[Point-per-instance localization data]
========
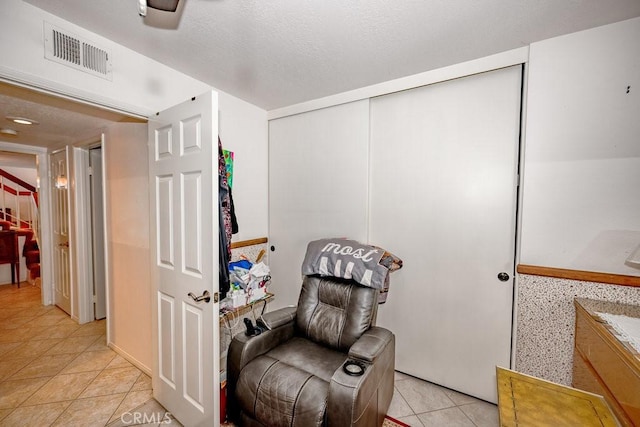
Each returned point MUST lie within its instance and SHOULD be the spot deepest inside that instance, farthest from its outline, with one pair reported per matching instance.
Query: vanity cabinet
(605, 364)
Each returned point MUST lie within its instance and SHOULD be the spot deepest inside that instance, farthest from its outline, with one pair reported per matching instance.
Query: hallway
(54, 372)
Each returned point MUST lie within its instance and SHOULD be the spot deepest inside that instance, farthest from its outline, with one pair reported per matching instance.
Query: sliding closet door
(443, 198)
(318, 172)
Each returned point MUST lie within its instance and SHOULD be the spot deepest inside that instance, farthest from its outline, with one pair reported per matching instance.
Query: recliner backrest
(335, 312)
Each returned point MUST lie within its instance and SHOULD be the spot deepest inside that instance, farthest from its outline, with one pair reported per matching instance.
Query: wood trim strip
(588, 276)
(250, 242)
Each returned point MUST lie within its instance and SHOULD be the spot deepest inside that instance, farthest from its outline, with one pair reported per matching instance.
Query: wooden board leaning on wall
(588, 276)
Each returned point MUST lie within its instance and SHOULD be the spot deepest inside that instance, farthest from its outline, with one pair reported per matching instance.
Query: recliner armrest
(276, 318)
(371, 344)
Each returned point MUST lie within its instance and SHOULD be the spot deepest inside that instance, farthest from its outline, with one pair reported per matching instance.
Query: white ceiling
(275, 53)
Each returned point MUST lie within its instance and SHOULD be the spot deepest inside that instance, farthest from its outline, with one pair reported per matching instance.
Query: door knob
(206, 297)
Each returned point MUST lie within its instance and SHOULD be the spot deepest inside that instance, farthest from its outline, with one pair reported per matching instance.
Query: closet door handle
(206, 297)
(503, 277)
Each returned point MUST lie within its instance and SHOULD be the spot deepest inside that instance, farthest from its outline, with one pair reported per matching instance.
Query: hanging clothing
(228, 224)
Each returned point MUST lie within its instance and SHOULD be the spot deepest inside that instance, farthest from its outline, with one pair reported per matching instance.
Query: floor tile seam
(100, 372)
(34, 392)
(123, 399)
(465, 414)
(453, 404)
(77, 396)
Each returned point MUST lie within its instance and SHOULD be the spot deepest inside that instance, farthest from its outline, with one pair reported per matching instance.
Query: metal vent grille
(66, 48)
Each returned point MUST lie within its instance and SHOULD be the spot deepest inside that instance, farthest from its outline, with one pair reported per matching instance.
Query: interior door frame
(70, 170)
(83, 231)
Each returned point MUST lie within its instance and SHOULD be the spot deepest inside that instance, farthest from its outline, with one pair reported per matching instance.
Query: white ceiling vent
(68, 49)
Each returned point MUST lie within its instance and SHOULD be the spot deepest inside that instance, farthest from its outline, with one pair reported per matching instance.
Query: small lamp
(634, 259)
(165, 5)
(61, 182)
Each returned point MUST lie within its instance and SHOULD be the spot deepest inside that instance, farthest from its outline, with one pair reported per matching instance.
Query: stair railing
(18, 202)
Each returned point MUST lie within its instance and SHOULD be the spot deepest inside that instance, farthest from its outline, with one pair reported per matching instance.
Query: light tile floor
(423, 404)
(55, 372)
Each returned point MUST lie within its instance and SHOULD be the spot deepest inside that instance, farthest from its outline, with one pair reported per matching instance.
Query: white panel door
(97, 234)
(318, 172)
(184, 205)
(444, 164)
(60, 219)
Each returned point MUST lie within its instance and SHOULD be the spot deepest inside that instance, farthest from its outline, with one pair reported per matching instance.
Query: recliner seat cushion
(277, 394)
(309, 357)
(333, 314)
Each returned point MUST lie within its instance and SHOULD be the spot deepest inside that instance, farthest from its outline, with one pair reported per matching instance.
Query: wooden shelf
(587, 276)
(244, 309)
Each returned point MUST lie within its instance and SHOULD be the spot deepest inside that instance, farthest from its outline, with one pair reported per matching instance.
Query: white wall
(140, 86)
(243, 130)
(581, 205)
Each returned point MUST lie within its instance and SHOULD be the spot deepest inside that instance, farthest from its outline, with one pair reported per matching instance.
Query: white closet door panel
(318, 173)
(443, 198)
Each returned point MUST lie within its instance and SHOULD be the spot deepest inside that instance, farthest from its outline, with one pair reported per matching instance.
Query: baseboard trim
(135, 362)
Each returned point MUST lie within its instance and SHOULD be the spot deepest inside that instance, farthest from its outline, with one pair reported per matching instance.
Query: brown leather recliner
(303, 369)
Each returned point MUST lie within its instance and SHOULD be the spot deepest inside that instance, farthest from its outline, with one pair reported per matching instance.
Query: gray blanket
(346, 259)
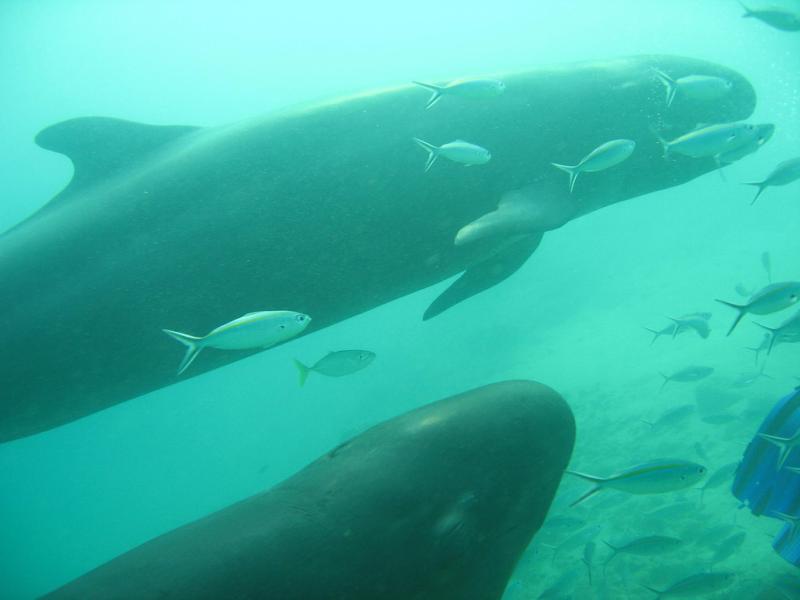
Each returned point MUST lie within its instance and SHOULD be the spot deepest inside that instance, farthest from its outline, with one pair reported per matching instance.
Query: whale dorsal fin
(99, 147)
(483, 275)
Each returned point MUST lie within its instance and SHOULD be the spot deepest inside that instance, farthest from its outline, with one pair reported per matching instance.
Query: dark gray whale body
(436, 504)
(323, 210)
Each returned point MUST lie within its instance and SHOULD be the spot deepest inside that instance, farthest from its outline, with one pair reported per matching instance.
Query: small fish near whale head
(262, 329)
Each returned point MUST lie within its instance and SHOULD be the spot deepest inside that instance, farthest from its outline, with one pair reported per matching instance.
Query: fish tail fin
(747, 12)
(664, 143)
(591, 492)
(586, 496)
(677, 329)
(192, 344)
(437, 92)
(433, 152)
(761, 187)
(655, 333)
(740, 307)
(720, 168)
(775, 439)
(669, 83)
(666, 381)
(614, 552)
(773, 335)
(302, 372)
(572, 171)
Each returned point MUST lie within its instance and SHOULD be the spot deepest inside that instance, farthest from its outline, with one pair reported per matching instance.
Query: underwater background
(572, 317)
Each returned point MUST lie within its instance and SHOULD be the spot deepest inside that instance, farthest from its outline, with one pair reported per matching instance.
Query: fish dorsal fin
(99, 147)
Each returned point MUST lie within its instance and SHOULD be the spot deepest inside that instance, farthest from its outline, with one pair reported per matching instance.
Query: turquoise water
(572, 317)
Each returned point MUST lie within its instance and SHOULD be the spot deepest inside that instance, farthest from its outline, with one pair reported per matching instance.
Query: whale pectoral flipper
(98, 146)
(485, 274)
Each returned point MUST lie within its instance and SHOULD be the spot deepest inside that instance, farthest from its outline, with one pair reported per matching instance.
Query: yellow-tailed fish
(655, 477)
(262, 329)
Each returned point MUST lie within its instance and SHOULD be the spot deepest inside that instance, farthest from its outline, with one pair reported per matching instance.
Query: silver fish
(763, 345)
(728, 547)
(694, 321)
(336, 364)
(766, 259)
(262, 329)
(562, 522)
(701, 583)
(671, 418)
(655, 477)
(473, 89)
(601, 158)
(651, 545)
(747, 379)
(762, 136)
(588, 555)
(687, 375)
(711, 141)
(697, 322)
(787, 332)
(776, 17)
(698, 448)
(458, 151)
(785, 445)
(694, 87)
(719, 419)
(767, 300)
(672, 511)
(785, 173)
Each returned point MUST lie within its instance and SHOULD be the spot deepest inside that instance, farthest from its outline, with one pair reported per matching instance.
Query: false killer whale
(435, 504)
(323, 209)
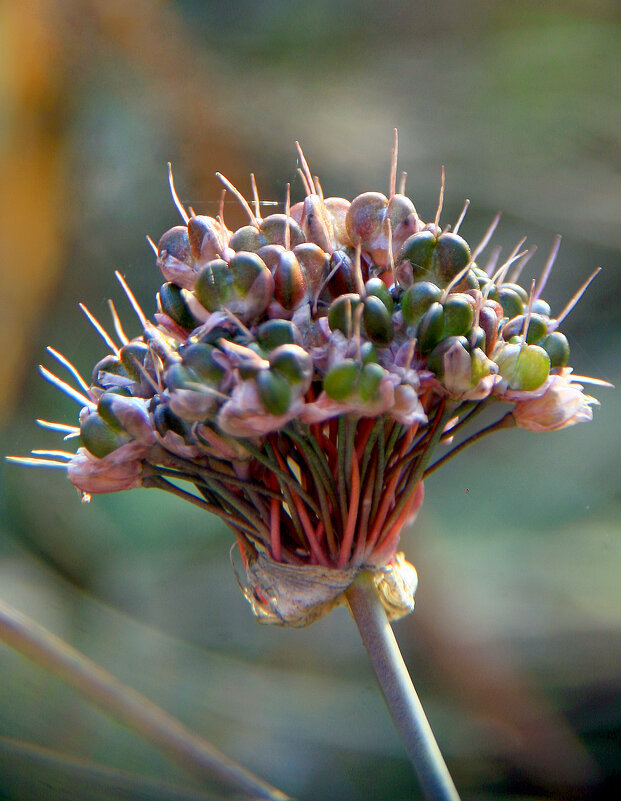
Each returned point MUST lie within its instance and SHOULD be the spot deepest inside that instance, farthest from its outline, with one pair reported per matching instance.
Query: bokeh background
(515, 644)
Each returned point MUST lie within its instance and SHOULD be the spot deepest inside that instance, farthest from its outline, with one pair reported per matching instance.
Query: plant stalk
(399, 693)
(128, 706)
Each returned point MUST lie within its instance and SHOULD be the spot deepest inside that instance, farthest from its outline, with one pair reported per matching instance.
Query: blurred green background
(515, 644)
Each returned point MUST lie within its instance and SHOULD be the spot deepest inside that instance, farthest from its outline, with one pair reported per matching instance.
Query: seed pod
(274, 391)
(377, 321)
(370, 380)
(375, 286)
(511, 302)
(175, 304)
(458, 314)
(273, 230)
(248, 237)
(292, 363)
(341, 313)
(430, 328)
(417, 299)
(524, 367)
(451, 255)
(419, 251)
(289, 281)
(202, 359)
(341, 379)
(174, 257)
(537, 328)
(557, 348)
(205, 237)
(98, 437)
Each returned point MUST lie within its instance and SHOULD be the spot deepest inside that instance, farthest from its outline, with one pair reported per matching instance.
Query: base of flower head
(297, 595)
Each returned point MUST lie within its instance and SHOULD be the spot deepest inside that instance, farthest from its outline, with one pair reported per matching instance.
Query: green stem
(398, 690)
(128, 706)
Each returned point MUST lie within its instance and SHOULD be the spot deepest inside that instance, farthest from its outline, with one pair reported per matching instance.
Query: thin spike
(175, 197)
(100, 329)
(123, 338)
(460, 219)
(305, 168)
(255, 197)
(61, 454)
(242, 200)
(393, 164)
(517, 270)
(548, 266)
(72, 369)
(440, 199)
(66, 388)
(487, 235)
(28, 461)
(132, 299)
(57, 426)
(573, 301)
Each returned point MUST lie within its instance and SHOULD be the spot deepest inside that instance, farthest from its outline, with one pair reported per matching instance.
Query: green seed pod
(375, 286)
(435, 360)
(523, 367)
(214, 285)
(133, 356)
(417, 299)
(99, 438)
(289, 281)
(370, 380)
(541, 307)
(200, 358)
(430, 328)
(537, 328)
(377, 321)
(273, 229)
(557, 348)
(274, 391)
(273, 333)
(340, 381)
(510, 301)
(341, 313)
(451, 255)
(419, 251)
(293, 363)
(176, 307)
(248, 238)
(368, 353)
(458, 314)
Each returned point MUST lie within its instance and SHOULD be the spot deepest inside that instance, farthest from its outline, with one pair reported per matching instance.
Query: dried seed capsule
(557, 348)
(370, 380)
(524, 367)
(377, 321)
(537, 328)
(175, 304)
(458, 314)
(451, 255)
(419, 251)
(274, 391)
(293, 363)
(375, 286)
(273, 230)
(430, 328)
(511, 302)
(341, 379)
(99, 438)
(341, 313)
(417, 299)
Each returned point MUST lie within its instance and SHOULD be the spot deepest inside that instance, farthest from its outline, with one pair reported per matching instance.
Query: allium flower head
(298, 373)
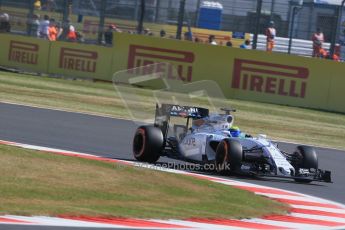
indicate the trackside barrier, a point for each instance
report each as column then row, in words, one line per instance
column 79, row 60
column 24, row 53
column 242, row 74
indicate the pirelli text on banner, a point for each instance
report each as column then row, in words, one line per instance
column 23, row 52
column 180, row 67
column 78, row 60
column 270, row 78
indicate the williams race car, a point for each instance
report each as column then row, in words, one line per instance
column 205, row 138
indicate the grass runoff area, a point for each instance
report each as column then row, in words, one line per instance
column 38, row 183
column 283, row 123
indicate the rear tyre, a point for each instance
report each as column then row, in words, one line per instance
column 147, row 144
column 228, row 156
column 308, row 160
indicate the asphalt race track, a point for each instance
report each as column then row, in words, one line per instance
column 110, row 137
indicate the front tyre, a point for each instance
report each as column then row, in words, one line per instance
column 148, row 144
column 228, row 156
column 307, row 160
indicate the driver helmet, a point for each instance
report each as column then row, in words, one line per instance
column 235, row 131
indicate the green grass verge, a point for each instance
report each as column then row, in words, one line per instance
column 37, row 183
column 278, row 122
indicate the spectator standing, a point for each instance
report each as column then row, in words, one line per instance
column 245, row 45
column 270, row 36
column 71, row 35
column 59, row 30
column 34, row 25
column 5, row 26
column 188, row 36
column 52, row 31
column 162, row 33
column 212, row 40
column 337, row 52
column 108, row 35
column 37, row 5
column 318, row 39
column 44, row 25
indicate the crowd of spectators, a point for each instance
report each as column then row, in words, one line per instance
column 48, row 28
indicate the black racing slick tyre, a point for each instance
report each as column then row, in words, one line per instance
column 148, row 144
column 308, row 160
column 229, row 156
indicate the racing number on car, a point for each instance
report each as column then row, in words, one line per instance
column 189, row 141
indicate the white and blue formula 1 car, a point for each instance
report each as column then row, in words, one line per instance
column 205, row 138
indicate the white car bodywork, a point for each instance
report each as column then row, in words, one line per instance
column 195, row 145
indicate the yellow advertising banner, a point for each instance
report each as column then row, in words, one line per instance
column 242, row 74
column 336, row 87
column 24, row 53
column 80, row 60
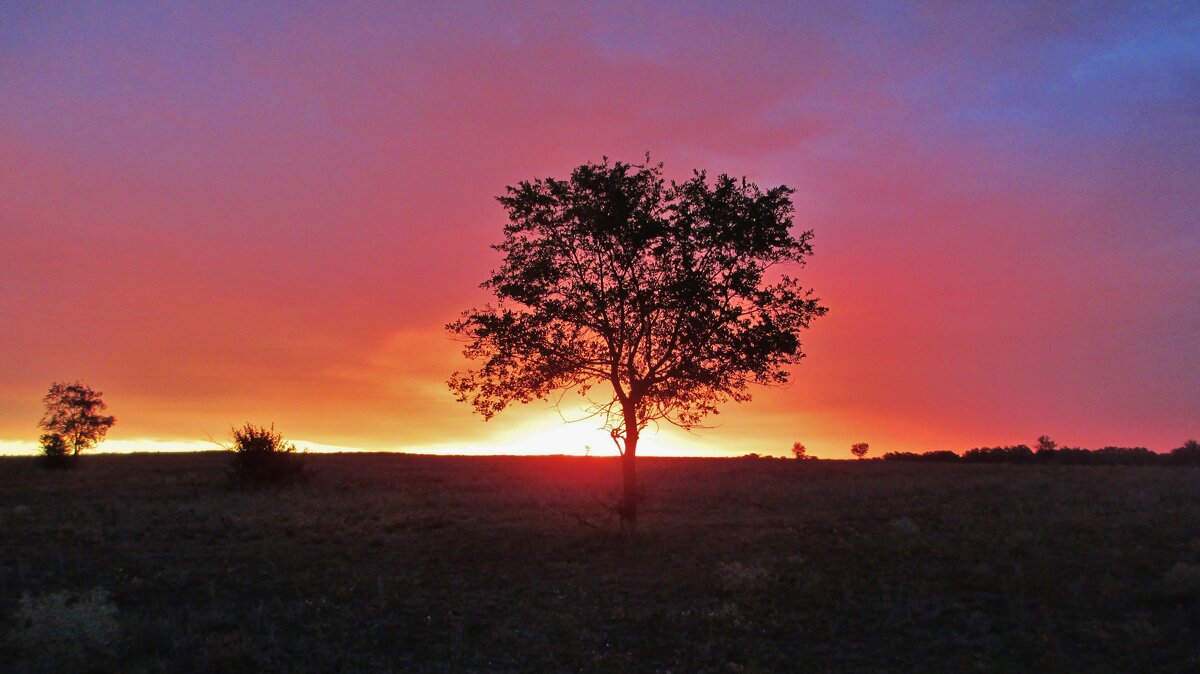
========
WHAT YOU HAVE TO DO:
Looking at the records, how many of the lines contain the string "racing"? Only the number should be given.

WRITTEN RESPONSE:
2